Prompt: Reproduce the rows below word for word, from the very first line through the line that contains "positive clicks: (722, 742)", including that line.

****************

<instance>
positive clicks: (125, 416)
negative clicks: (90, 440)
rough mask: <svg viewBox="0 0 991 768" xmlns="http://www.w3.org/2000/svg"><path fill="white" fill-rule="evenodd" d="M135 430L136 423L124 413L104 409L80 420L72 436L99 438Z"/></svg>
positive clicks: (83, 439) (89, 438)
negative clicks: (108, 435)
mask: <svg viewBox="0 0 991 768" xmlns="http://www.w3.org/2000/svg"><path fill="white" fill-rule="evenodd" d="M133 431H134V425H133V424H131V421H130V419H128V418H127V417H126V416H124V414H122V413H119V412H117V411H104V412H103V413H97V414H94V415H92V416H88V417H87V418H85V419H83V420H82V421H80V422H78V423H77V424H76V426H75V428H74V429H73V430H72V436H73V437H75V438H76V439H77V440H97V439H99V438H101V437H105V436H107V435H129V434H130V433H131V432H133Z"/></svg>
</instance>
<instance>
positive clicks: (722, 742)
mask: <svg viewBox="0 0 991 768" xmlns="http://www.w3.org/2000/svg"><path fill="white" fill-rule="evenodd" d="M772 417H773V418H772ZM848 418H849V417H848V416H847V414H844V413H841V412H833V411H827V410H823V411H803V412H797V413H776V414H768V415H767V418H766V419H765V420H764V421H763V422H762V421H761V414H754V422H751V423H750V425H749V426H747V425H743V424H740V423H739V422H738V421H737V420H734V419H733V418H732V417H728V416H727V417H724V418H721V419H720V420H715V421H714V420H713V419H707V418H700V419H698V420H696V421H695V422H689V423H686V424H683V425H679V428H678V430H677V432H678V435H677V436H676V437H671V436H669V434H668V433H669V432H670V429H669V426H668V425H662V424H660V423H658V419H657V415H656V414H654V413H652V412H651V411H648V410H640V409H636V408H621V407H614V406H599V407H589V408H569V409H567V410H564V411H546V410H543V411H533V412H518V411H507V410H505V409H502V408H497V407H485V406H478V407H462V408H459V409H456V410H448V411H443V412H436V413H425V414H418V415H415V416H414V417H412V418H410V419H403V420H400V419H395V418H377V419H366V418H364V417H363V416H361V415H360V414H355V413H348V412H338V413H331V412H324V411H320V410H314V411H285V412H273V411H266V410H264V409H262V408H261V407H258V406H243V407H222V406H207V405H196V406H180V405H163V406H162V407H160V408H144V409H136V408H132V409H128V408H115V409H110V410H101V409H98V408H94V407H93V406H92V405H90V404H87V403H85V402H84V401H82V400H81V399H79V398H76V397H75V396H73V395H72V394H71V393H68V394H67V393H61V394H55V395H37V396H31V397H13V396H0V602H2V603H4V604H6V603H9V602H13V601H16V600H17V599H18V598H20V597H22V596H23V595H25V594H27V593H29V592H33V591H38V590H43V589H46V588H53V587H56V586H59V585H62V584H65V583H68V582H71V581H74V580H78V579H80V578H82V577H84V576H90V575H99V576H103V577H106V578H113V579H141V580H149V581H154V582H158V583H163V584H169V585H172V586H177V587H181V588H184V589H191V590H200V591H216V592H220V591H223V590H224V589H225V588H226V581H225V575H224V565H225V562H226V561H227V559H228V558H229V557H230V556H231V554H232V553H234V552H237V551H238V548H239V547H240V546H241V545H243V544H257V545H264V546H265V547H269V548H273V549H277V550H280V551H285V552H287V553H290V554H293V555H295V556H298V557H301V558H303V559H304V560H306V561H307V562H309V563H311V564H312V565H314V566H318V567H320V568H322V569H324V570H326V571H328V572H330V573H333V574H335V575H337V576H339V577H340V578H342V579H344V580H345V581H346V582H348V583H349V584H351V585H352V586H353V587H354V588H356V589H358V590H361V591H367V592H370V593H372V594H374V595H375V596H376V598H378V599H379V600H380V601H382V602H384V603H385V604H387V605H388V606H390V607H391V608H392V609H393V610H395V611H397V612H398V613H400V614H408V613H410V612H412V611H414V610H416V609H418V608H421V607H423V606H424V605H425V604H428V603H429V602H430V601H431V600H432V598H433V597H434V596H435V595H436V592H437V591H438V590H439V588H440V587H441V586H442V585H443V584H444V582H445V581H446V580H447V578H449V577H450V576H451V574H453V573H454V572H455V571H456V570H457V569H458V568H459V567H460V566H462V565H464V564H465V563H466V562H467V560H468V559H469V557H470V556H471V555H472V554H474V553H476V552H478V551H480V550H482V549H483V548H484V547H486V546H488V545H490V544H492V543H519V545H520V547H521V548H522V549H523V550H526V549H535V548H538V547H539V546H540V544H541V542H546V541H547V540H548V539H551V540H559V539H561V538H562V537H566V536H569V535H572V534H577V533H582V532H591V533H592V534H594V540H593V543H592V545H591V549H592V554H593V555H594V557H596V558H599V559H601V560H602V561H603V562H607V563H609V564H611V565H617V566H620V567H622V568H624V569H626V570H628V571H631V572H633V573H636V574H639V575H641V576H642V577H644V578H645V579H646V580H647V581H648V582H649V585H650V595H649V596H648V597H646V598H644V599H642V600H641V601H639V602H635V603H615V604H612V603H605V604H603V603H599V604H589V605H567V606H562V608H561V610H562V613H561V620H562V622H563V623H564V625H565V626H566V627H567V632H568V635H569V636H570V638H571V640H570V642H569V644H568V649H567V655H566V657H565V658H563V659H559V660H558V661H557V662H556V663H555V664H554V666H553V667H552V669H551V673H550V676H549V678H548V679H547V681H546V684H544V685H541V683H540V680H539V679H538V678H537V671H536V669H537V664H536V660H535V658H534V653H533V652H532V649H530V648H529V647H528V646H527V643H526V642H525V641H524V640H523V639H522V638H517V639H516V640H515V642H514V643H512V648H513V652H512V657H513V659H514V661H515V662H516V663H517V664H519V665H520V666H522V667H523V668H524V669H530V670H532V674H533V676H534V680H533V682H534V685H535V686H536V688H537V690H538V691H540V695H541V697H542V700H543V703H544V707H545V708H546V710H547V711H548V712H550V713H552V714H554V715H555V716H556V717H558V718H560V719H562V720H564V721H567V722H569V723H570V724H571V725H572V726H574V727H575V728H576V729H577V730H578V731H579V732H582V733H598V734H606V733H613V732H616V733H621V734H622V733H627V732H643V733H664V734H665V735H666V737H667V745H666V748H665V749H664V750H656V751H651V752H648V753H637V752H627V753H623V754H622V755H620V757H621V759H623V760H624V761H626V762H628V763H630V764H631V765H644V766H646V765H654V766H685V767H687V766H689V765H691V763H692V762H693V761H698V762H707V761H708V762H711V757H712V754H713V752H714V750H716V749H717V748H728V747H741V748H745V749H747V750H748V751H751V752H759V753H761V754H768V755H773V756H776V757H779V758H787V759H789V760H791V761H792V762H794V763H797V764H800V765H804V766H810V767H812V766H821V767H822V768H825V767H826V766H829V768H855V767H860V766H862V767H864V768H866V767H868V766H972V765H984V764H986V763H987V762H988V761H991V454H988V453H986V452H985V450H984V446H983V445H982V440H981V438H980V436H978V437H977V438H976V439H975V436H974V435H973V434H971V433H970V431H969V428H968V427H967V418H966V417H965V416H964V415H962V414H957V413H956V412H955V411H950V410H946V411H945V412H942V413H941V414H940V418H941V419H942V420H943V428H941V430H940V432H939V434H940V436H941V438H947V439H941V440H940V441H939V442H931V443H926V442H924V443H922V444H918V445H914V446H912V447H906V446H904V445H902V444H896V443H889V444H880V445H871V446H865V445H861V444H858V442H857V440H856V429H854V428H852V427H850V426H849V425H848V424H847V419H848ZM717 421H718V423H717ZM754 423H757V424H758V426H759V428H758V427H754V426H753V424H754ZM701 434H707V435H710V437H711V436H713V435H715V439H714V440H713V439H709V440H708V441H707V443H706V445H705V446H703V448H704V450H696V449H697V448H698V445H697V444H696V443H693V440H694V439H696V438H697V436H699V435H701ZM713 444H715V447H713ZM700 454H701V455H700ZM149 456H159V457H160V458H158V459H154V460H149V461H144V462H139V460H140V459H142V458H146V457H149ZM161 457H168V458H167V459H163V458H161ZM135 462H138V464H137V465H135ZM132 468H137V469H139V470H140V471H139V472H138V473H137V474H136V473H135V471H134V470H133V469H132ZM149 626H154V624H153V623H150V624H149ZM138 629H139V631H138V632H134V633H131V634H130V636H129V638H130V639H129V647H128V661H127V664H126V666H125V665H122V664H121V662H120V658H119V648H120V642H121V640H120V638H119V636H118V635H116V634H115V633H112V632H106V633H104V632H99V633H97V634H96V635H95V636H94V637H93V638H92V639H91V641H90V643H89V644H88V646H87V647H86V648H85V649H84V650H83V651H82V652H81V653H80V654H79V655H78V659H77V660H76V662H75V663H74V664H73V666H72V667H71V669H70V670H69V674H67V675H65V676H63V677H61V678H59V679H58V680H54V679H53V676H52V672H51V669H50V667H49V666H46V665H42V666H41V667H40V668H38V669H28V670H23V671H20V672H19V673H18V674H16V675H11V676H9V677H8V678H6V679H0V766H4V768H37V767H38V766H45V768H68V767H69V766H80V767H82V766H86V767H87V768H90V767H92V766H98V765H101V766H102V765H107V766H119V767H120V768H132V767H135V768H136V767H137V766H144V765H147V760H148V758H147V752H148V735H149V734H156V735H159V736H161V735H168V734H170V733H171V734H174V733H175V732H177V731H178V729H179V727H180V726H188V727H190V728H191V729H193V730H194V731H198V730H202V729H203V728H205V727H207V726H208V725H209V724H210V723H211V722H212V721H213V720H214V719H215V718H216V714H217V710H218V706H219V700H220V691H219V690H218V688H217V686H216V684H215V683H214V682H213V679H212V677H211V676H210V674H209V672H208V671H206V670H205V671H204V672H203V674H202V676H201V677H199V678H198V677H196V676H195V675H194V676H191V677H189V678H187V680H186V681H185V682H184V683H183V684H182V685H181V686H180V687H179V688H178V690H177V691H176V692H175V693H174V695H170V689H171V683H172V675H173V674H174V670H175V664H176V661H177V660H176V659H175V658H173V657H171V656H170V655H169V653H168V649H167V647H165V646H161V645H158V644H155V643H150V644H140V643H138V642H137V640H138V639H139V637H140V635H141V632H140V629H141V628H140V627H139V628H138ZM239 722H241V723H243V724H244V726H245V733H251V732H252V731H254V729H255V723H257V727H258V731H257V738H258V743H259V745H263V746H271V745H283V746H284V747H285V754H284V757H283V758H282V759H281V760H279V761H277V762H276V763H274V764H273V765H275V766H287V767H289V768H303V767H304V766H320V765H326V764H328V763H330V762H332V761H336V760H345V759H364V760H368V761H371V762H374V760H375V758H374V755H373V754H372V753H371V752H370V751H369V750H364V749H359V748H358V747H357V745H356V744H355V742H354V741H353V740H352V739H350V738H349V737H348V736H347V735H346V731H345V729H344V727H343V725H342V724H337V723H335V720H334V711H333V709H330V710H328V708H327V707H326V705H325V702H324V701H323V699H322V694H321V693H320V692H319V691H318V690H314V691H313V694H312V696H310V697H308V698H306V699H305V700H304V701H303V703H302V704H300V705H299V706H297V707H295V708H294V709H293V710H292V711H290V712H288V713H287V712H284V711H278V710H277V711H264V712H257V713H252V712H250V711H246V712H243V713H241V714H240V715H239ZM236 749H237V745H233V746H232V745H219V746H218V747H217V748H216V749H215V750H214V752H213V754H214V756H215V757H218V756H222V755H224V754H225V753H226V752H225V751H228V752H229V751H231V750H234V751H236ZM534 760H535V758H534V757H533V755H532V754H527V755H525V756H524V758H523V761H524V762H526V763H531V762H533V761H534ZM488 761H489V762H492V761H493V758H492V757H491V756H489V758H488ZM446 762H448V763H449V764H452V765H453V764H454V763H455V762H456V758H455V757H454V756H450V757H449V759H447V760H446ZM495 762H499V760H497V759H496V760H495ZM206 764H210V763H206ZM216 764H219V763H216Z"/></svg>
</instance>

****************

Task answer:
<instance>
positive clicks: (125, 416)
negative clicks: (90, 440)
rough mask: <svg viewBox="0 0 991 768" xmlns="http://www.w3.org/2000/svg"><path fill="white" fill-rule="evenodd" d="M135 430L136 423L124 413L104 409L80 420L72 436L99 438Z"/></svg>
positive clicks: (83, 439) (89, 438)
negative clicks: (108, 435)
mask: <svg viewBox="0 0 991 768" xmlns="http://www.w3.org/2000/svg"><path fill="white" fill-rule="evenodd" d="M133 431H134V425H133V424H131V421H130V419H128V418H127V417H126V416H124V414H122V413H119V412H117V411H104V412H103V413H97V414H94V415H92V416H88V417H87V418H85V419H83V420H82V421H80V422H78V423H77V424H76V426H75V428H74V429H73V430H72V436H73V437H75V438H76V439H77V440H97V439H99V438H101V437H105V436H107V435H129V434H130V433H131V432H133Z"/></svg>
</instance>
<instance>
positive clicks: (722, 742)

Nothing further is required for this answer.